◆ Action item: Your task is to print each entry exactly as written.

*** Supplied records ***

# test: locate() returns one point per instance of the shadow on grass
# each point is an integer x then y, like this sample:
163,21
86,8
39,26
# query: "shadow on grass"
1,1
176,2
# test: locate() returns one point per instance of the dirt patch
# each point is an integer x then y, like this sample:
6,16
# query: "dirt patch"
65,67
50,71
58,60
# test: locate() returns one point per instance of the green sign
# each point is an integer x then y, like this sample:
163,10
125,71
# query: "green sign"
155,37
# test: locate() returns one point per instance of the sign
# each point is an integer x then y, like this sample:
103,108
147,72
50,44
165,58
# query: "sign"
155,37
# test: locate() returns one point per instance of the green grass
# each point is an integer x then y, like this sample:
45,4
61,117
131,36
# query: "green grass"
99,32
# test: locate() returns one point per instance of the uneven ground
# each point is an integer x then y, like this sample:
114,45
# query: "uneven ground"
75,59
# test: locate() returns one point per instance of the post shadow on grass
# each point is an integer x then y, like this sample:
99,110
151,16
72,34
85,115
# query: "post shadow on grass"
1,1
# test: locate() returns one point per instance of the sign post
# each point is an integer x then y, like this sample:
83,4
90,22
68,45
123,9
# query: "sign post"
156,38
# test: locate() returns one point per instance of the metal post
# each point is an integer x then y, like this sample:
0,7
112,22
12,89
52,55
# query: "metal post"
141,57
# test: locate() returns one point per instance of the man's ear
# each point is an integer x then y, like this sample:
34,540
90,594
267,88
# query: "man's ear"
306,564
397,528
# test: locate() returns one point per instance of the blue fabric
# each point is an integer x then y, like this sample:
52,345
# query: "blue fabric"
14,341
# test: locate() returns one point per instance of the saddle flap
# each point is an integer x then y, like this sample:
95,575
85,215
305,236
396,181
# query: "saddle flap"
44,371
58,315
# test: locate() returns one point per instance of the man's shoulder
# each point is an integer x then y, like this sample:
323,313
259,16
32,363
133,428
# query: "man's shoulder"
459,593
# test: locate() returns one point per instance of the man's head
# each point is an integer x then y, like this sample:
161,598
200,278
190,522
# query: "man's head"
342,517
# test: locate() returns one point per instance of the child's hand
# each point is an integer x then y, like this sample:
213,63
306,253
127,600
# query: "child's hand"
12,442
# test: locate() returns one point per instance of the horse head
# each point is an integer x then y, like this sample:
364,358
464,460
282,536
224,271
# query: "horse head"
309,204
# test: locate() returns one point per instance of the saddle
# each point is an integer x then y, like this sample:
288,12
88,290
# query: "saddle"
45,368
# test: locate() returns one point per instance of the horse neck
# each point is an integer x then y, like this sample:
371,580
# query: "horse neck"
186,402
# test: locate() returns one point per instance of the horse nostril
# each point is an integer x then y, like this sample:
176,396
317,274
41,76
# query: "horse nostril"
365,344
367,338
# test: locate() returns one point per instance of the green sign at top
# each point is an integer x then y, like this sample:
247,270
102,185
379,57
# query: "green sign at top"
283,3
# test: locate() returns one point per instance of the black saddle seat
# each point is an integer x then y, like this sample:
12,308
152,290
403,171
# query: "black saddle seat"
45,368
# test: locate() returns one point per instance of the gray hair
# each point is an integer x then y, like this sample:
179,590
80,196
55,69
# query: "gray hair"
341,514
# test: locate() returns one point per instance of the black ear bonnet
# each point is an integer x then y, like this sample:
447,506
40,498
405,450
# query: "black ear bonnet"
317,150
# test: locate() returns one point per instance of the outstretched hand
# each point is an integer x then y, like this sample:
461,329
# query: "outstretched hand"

***

◆ Final answer:
# test: locate() returns one point per instance of the shadow on grass
# each point is an integer x then y, like this sample:
163,21
86,8
39,26
# query: "shadow on grass"
1,1
176,2
# test: locate() returns one point per instance of the dirt patch
# each point is an integer x then y, like this sample:
6,16
# query: "dirt patch"
65,67
50,71
58,60
# test: locate() returns one point per instance of the green sign
# each point is an integer x then y, like this sample:
163,10
125,71
# query: "green sign"
155,37
# test: locate() returns one point per instance of the sign
# each point is an integer x then y, like this sample:
103,108
147,72
50,44
165,58
# query: "sign"
155,37
# test: locate() returns one point per instance of the green grass
# each point is an integer x then y, like this sample:
45,4
61,117
131,36
# query: "green grass"
99,32
# test: locate() returns one point per instance of the uneven ground
# each point is an integer x then y, like this sample:
114,45
# query: "uneven ground"
75,59
# test: locate() returns one point per instance of the post shadow on grass
# each point is an integer x then y, like this sample:
99,110
151,16
72,34
85,115
# query: "post shadow on grass"
1,1
# test: locate() returns one point per instance of the sign post
# each point is an integer x then y, like this sample:
83,4
90,22
68,45
123,9
# query: "sign post"
156,38
# test: locate() returns one point per instance of the metal post
# each point is an integer x then y, like this sample:
0,7
112,22
12,89
52,55
# query: "metal post"
141,57
# test: locate() returns one point per instance of the man's ear
# each point is an integer x then y, like this sample:
34,540
90,594
267,88
# query: "man's ear"
306,564
397,528
# test: locate() returns one point per instance of the blue fabric
# each point is an integer x then y, like this sample:
52,345
# query: "blue fabric"
14,341
# test: locate() returns one point per instance of the saddle flap
# each point is an integer x then y, like this sample:
95,575
85,215
305,236
396,181
# query: "saddle flap"
44,371
58,315
# test: locate() returns one point per instance of the man's shoulder
# each point is an integer x then y, like this sample:
323,313
259,16
32,363
133,428
# query: "man's shoulder"
459,593
# test: locate() returns one point per instance of the man's head
# each point is an integer x then y, like this sample:
161,598
200,278
190,522
# query: "man's head"
342,517
# test: locate() returns one point per instance of the child's hand
# each point is an integer x then y, like this sample:
213,63
306,253
127,600
# query: "child's hand"
12,442
# test: locate() returns one point per instance of the horse head
# each point is an integer x then y, like this sample:
364,358
464,460
282,536
224,271
# query: "horse head"
309,204
# test: locate() returns one point per instance of the saddle
# each point is an integer x then y, like this sample:
288,12
88,290
# query: "saddle"
45,368
# test: locate() returns one point per instance of the horse neck
# each point is an integer x then y, like this sample:
371,580
# query: "horse neck"
186,402
# test: locate() returns one point per instance of the horse nostril
# each point is an integer x then y, like this sample:
176,396
317,274
41,76
# query: "horse nostril"
365,344
367,338
# test: locate() returns one point per instance of the green sign at top
# each point is an integer x then y, like this sample:
247,270
102,185
379,57
# query: "green sign at top"
283,3
# test: locate() returns one point per instance of the black saddle seat
# each point is an integer x then y, like this sample:
12,308
152,290
403,171
# query: "black saddle seat"
45,368
# test: locate() returns one point per instance of the gray hair
# each point is an integer x then y, like this sample:
179,590
80,196
55,69
# query: "gray hair"
341,514
# test: locate() returns one point per instance of the black ear bonnet
# each point is an integer x then y, like this sample:
447,506
40,498
405,450
# query: "black ear bonnet"
317,150
# test: locate() returns one point per instance of the outstretched hand
# each point is an integer x then y, like this sample:
461,329
# query: "outstretched hand"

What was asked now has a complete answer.